======== TRECHO

Žižek: A eleição de Bolsonaro e a nova direita populista
Em entrevista exclusiva ao Blog da Boitempo, o filósofo esloveno comenta a eleição de Bolsonaro no contexto da onda global de ascensão da extrema-direita populista e provoca: “a única maneira de salvar aquilo que há de bom na tradição liberal será na base de uma política mais radical de esquerda”.
Blog da Boitempo entrevista Slavoj Žižek.
O filósofo
esloveno Slavoj Žižek bateu um papo via Skype com Artur Renzo, editor do
Blog da Boitempo, sobre a eleição de Bolsonaro no contexto da onda
global de ascensão da extrema-direita populista e a implosão do centro
político. Para ele, o desafio é saber diferenciar o sintoma de sua
causa: o acontecimento-chave do mundo hoje não é o surgimento da nova
direita, e sim a desintegração do grande consenso liberal capitalista ao
qual ela responde. Assim, a resposta a esse fenômeno não deveria ser
ensaiar um novo populismo de esquerda, nos moldes das figuras de direita
que estão ganhando espaço. Mais do que nunca, a esquerda precisa manter
sua vocação internacionalista para fazer frente ao capitalismo global.
Maoísta de ocasião, Žižek vê na desordem da conjuntura atual uma janela
de oportunidade diante da qual a esquerda deve ter a ousadia de propor
uma nova visão básica da sociedade.
Quanto ao
Brasil, o filósofo demonstra certa preocupação acerca da preservação de
uma democracia formal no país com Bolsonaro, mas vê que a implementação
de uma política de austeridade pode minar a legitimidade do novo governo
e manter nas mãos da esquerda o monopólio sobre a política
antiausteridade. Žižek alerta ainda para a armadilha de priorizar neste
momento a composição de uma frente ampla de defesa da democracia com
setores de centro e centro-direita, em vista de preservar um programa
mínimo contra a ameaça posta pela extrema-direita. E provoca: “a única
maneira de salvar aquilo que há de bom na tradição liberal será na base
de uma política mais radical de esquerda”. Confira a tradução completa
da entrevista abaixo.
* * *
Como você situa o caso
brasileiro atual, com a eleição de Jair Bolsonaro, no contexto global
mais amplo, marcado pela ascensão de populismos de direita e
extrema-direita em diversos países?
Até onde sei, o caso brasileiro é
bastante singular. Não é como na Europa Ocidental, onde oponente não é,
como no caso de vocês, um movimento relativamente honesto de esquerda. O
oponente lá é simplesmente o establishment – talvez um pouco de esquerda, democrático, mas ainda assim o establishment.
Na Europa Ocidental, o que está desaparecendo é a social-democracia
tradicional. O que se tem é uma oposição entre aquilo que denomino o establishment
liberal de esquerda (que é economicamente neoliberal mas socialmente a
favor de direitos LGBT, das mulheres etc.) e esse novo populismo de
direita.

================
======== DADOS DE ORIGEM

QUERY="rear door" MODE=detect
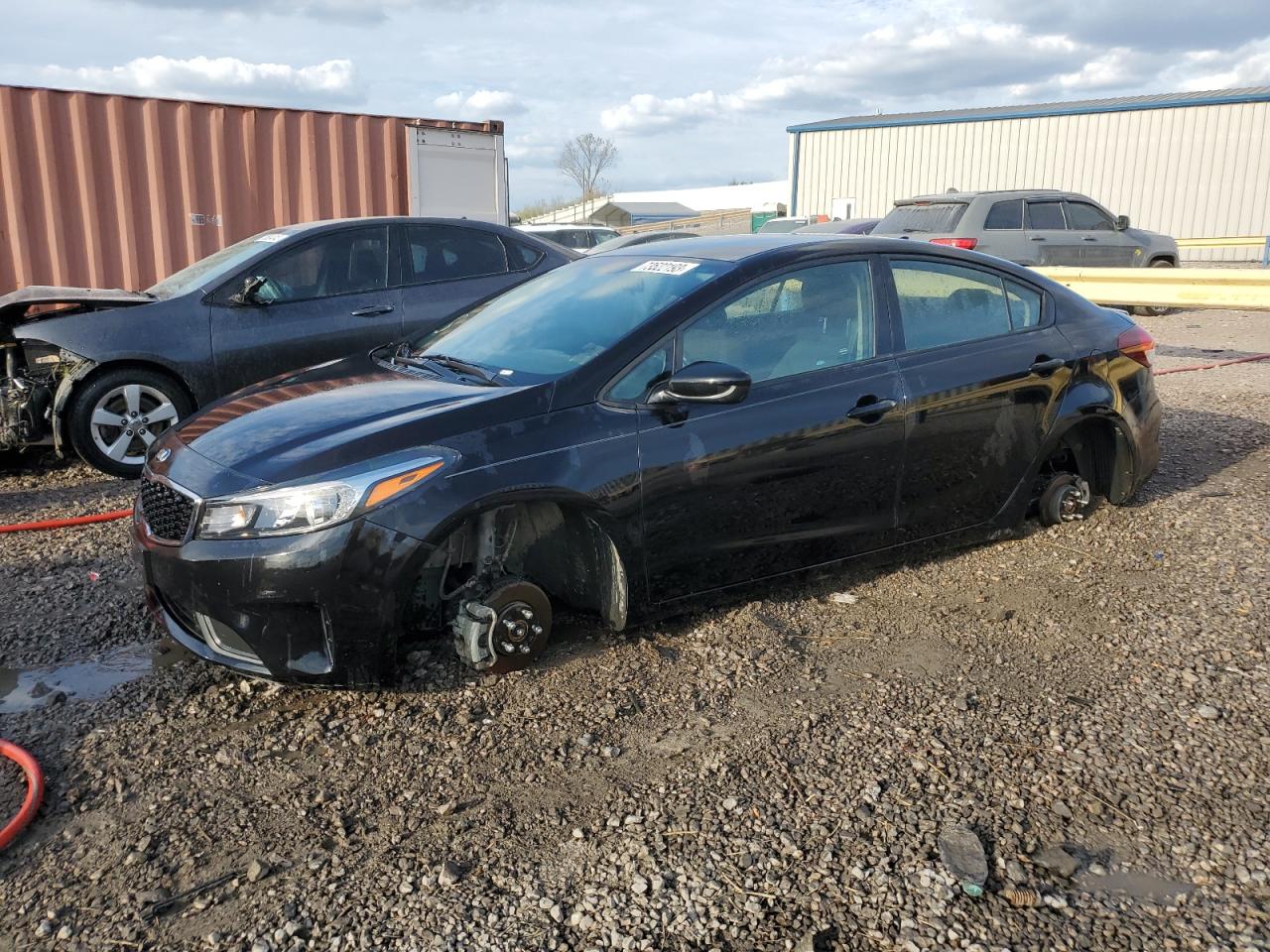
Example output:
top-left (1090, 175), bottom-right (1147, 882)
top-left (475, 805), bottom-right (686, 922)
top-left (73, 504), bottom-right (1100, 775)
top-left (890, 257), bottom-right (1074, 540)
top-left (210, 225), bottom-right (401, 394)
top-left (974, 198), bottom-right (1035, 264)
top-left (632, 258), bottom-right (904, 602)
top-left (1063, 198), bottom-right (1137, 268)
top-left (1020, 198), bottom-right (1083, 268)
top-left (398, 225), bottom-right (525, 336)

================

TAREFAS E EXERCÍCIOS:
(1) De acordo com o trecho, por qual meio Slavoj Žižek conversou com Artur Renzo?
(2) Continue o trecho da entrevista sobre a eleição de Bolsonaro a partir do ponto em que ele termina.

RESULTADOS ESPERADOS:
(1) Por Skype.

(2)
No Brasil, parecia que o populismo não
era principalmente um populismo de direita. Com Lula e Dilma, a esquerda
havia ocupado esse espaço. Mas aqui vou traçar algumas observações que
provavelmente soarão problemáticas para muitos de vocês. Não concordo
com toda essa ideia de um populismo de esquerda. Está na moda defender
isso na Europa Ocidental e nos Estados Unidos: por que deixar o
populismo – essa modalidade engajada de política, centrada no
estabelecimento de um conflito com um determinado inimigo –, por que
deixar o populismo exclusivamente na mão dos direitistas? Por que não
responder a ele com um populismo nosso, de esquerda?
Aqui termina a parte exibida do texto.